## SELECTED PASSAGE

start

Figure 1 Fig. 1: Example ChemCam spectra from Mars of targets with very different compositions.

A Typical Observation

Before we discuss how the data are processed, it’s worth talking about how a typical ChemCam observation is conducted. For LIBS to work, the laser light must be focused on a small enough spot to generate plasma. The ChemCam spot size varies slightly depending on distance to the target, but is less than 0.6 mm. To get a better idea of the variability of composition in a target, we usually analyze multiple locations or “points” on the target. These points are organized in a grid (e.g. 3x3) or a straight line (e.g. 1x10). At each point, we typically use 30 laser shots which allows any dust to be cleared away (usually within the first 5 shots) with a good number of spectra left over to average together to get a good measurement. The spectra can also be analyzed individually to look for variations with depth as the layer ablates away the upper few microns of the target. ChemCam spectra are grouped together by point, so for a 1x10 observation of a target, there will be 10 files, each of which contains 30 spectra (one per shot). For each point, we also collect a “passive” or “dark” spectrum, where the laser is left off and the spectrometer just collects reflected sunlight.

end

## WORK TO COMPLETE
1. According to the ChemCam passage, how many laser shots are typically used at each point on a target?
2. Continue the ChemCam passage from its final sentence.
The records are independent material, separate from the ChemCam passage.

## ENTRIES PROVIDED
start

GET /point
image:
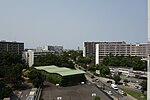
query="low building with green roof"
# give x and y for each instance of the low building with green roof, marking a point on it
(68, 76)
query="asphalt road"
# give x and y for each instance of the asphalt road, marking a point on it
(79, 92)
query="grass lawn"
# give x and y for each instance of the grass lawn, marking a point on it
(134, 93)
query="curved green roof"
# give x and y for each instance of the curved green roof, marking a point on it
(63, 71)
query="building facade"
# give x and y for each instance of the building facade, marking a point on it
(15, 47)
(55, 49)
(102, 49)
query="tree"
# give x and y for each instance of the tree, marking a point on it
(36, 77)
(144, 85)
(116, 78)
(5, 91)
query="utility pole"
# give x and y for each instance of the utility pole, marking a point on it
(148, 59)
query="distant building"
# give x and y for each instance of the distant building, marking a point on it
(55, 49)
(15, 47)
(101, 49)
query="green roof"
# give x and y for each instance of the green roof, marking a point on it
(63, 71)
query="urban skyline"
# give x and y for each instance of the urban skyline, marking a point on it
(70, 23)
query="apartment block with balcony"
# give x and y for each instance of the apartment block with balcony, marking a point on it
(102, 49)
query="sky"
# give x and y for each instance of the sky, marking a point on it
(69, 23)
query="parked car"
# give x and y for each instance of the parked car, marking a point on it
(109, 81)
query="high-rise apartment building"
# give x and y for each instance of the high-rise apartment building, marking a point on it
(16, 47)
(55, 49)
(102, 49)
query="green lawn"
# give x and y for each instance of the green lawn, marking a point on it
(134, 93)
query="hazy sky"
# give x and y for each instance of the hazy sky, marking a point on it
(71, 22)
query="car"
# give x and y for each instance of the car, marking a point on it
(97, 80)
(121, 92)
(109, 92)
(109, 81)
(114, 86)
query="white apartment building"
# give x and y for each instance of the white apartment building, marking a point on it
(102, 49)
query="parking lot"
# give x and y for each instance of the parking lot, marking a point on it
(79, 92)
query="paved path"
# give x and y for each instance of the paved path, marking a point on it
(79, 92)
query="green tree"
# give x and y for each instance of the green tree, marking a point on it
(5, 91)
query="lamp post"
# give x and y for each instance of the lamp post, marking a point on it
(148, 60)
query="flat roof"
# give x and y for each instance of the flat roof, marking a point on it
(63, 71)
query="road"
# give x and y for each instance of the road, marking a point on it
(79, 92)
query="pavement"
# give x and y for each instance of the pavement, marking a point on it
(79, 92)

end
start

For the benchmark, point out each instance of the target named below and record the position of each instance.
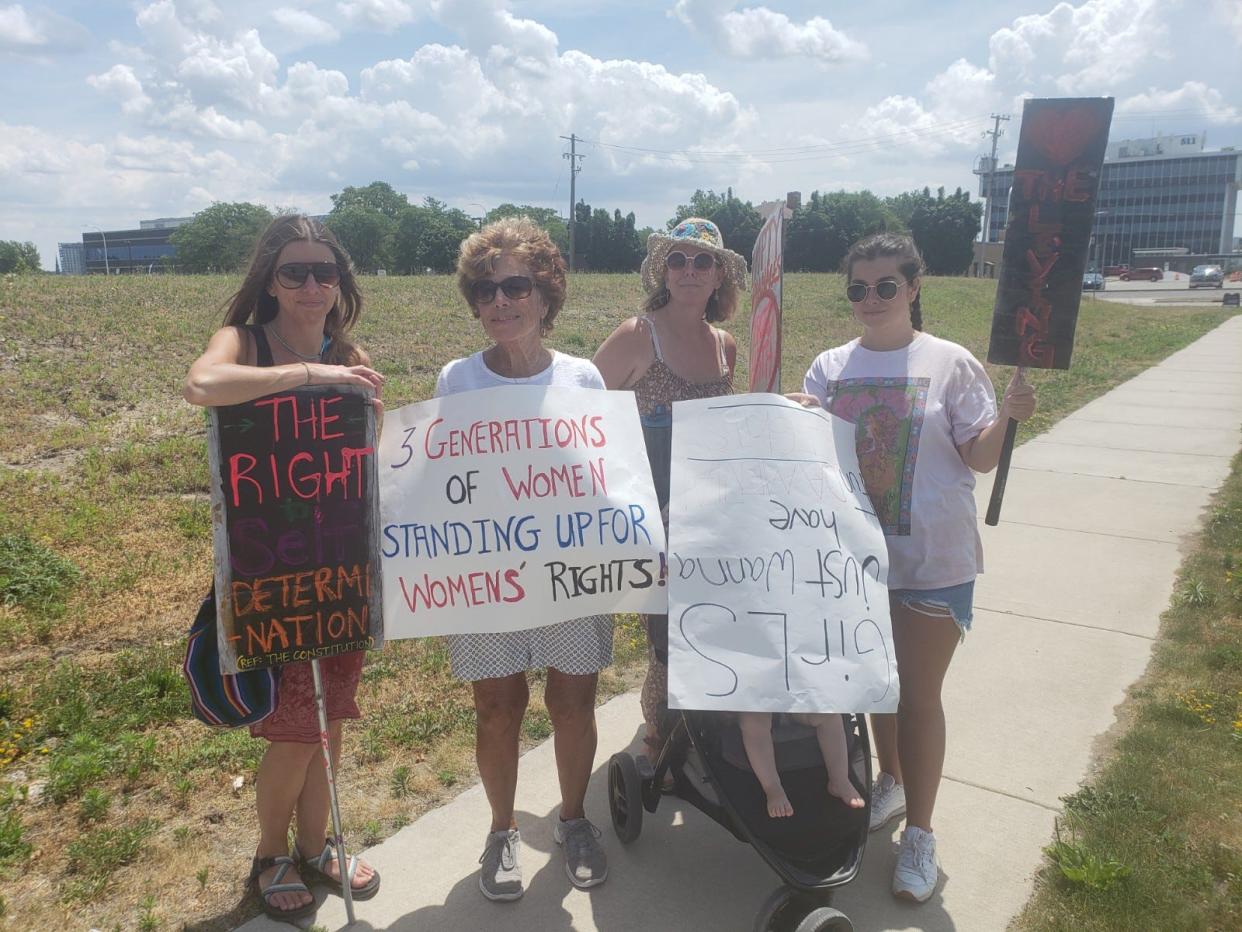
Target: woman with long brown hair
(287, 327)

end
start

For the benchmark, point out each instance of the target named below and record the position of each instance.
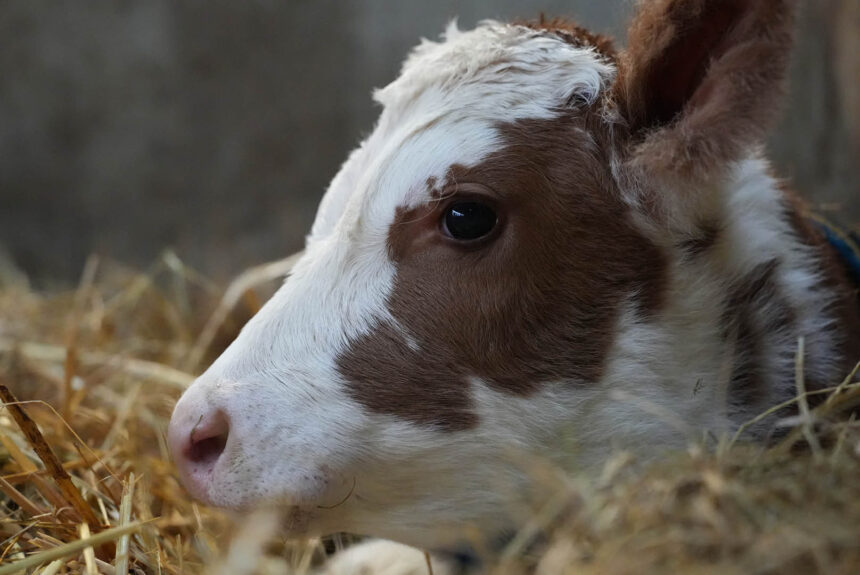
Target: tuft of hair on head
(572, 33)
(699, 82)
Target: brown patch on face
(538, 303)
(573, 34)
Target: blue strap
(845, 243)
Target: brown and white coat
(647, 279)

end

## OUTPUTS
1. Typically 30 laser shots are used at each point.

2.
Figure 2 Fig. 2: Example RMI mosaic showing LIBS pits in soil on Mars.

Along with the spectra, a typical observation also includes Remote Micro Imager (RMI) images. The RMI uses the same telescope that focuses and collects the laser light, and provides a high-resolution view of the target. By taking an RMI image before and after doing LIBS, it is possible to see the marks left by the laser and understand the geologic context of each chemical analysis. Depending on the number and spacing of the analysis points, additional RMI images are sometimes interspersed between LIBS analyses. Each ChemCam file name contains a lot of information about the file. The figure below spells out what each piece of the filename means:

ChemCam filename

  1. Type of data: CL5 = LIBS spectra, CL9 = Passive/”dark” spectra, CR0 = RMI image, CL0 = Averaged passive/”dark” spectra.
  2. Spacecraft clock: this is the time in seconds from a certain reference date that the observation was collected. It serves as a unique identifier for each observation.
  3. Processing level: EDR = raw data (“experimental data record”), RDR = Level1a (“reduced data record”), CCS = Level 1b (“cleaned calibrated spectra”), MOC = Level 2 (“major oxide calculation”), PRC = processed RMI.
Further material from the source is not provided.